Entries provided
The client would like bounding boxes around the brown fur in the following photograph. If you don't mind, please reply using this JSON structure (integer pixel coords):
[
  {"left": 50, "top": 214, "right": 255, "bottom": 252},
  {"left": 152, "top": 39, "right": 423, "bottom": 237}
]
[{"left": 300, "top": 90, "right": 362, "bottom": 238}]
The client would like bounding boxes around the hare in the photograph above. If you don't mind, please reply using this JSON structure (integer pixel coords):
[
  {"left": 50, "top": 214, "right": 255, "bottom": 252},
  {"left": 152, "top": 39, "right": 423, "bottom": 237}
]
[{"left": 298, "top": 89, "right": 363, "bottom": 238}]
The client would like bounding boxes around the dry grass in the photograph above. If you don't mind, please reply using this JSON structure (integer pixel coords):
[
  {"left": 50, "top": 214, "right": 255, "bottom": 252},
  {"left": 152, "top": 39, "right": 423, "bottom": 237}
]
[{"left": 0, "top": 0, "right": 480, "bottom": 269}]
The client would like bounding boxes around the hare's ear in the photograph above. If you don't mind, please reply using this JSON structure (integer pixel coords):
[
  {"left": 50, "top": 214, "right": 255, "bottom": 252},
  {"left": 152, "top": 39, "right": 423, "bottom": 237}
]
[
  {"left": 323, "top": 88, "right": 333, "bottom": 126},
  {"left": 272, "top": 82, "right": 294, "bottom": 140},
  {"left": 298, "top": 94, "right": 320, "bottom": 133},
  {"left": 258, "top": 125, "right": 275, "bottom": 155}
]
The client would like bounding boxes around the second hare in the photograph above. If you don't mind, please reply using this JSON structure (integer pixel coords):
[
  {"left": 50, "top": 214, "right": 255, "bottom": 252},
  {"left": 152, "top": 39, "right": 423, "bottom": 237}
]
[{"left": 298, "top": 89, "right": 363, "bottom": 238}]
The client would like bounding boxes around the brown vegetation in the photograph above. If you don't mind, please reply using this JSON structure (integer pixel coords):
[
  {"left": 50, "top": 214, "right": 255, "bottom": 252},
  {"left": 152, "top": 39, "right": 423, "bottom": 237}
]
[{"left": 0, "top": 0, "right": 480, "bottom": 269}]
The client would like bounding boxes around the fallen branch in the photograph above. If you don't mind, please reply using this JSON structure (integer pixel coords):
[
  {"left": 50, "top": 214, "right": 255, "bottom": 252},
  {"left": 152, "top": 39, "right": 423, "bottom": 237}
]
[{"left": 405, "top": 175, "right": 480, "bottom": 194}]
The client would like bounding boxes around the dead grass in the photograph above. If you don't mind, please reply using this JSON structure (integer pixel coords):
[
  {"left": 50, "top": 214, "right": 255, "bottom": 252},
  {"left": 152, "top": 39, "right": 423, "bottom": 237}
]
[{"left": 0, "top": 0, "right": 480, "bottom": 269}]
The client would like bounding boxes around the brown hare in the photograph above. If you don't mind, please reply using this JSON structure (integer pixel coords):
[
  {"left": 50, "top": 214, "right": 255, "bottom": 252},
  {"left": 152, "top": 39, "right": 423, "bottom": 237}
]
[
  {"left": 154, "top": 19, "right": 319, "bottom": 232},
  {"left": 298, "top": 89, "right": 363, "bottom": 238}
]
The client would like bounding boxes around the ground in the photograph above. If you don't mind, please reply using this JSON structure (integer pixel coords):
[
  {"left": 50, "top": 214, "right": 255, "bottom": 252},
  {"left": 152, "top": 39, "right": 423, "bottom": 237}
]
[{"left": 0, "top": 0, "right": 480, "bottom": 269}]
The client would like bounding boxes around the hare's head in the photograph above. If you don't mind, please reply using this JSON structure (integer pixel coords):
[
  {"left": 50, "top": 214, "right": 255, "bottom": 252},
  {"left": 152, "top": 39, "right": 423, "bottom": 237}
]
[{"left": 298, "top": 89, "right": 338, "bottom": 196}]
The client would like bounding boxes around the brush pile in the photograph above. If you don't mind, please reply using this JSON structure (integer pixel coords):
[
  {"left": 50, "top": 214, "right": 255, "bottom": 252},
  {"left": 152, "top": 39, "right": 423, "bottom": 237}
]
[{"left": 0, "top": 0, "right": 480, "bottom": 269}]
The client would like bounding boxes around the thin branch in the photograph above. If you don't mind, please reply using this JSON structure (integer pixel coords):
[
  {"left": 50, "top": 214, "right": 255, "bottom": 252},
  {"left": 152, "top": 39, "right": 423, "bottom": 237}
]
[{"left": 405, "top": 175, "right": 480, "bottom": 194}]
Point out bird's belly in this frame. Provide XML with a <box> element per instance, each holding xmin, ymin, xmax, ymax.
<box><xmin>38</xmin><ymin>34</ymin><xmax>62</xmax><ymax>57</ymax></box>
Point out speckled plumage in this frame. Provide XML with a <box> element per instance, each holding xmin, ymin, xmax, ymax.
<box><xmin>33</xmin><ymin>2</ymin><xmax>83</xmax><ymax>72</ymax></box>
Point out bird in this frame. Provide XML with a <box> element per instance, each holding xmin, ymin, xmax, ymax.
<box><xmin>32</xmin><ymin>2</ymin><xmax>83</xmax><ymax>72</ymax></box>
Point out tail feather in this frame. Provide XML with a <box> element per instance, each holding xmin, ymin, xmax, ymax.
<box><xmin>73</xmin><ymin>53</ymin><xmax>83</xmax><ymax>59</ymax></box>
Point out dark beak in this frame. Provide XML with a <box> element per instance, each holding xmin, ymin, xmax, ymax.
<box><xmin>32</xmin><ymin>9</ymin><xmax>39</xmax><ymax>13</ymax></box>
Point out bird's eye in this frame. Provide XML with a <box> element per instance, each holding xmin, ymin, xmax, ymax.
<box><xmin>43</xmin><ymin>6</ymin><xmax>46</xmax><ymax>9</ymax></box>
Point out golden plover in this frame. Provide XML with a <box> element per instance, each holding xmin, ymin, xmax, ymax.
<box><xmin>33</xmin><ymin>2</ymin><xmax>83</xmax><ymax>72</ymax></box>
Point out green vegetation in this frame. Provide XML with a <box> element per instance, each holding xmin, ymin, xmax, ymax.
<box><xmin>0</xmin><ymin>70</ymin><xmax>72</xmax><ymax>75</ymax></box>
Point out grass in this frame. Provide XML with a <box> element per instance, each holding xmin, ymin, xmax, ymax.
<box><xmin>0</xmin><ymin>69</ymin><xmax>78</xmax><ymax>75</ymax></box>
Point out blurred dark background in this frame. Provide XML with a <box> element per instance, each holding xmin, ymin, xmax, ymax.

Exercise objective
Write out, word for word, every line from the one containing "Point out green" through the end of the entries above.

Solution to this problem
Point out green vegetation in this frame. Provide XML with a <box> element per instance, each holding xmin, ymin, xmax, ymax.
<box><xmin>0</xmin><ymin>70</ymin><xmax>72</xmax><ymax>75</ymax></box>
Point out grass in this frame. Provide XML with a <box> element per instance, each holding xmin, ymin, xmax, ymax.
<box><xmin>0</xmin><ymin>69</ymin><xmax>78</xmax><ymax>75</ymax></box>
Point out blurred dark background in this frame. Provide XML with a <box> element per instance, each holding xmin, ymin, xmax, ymax.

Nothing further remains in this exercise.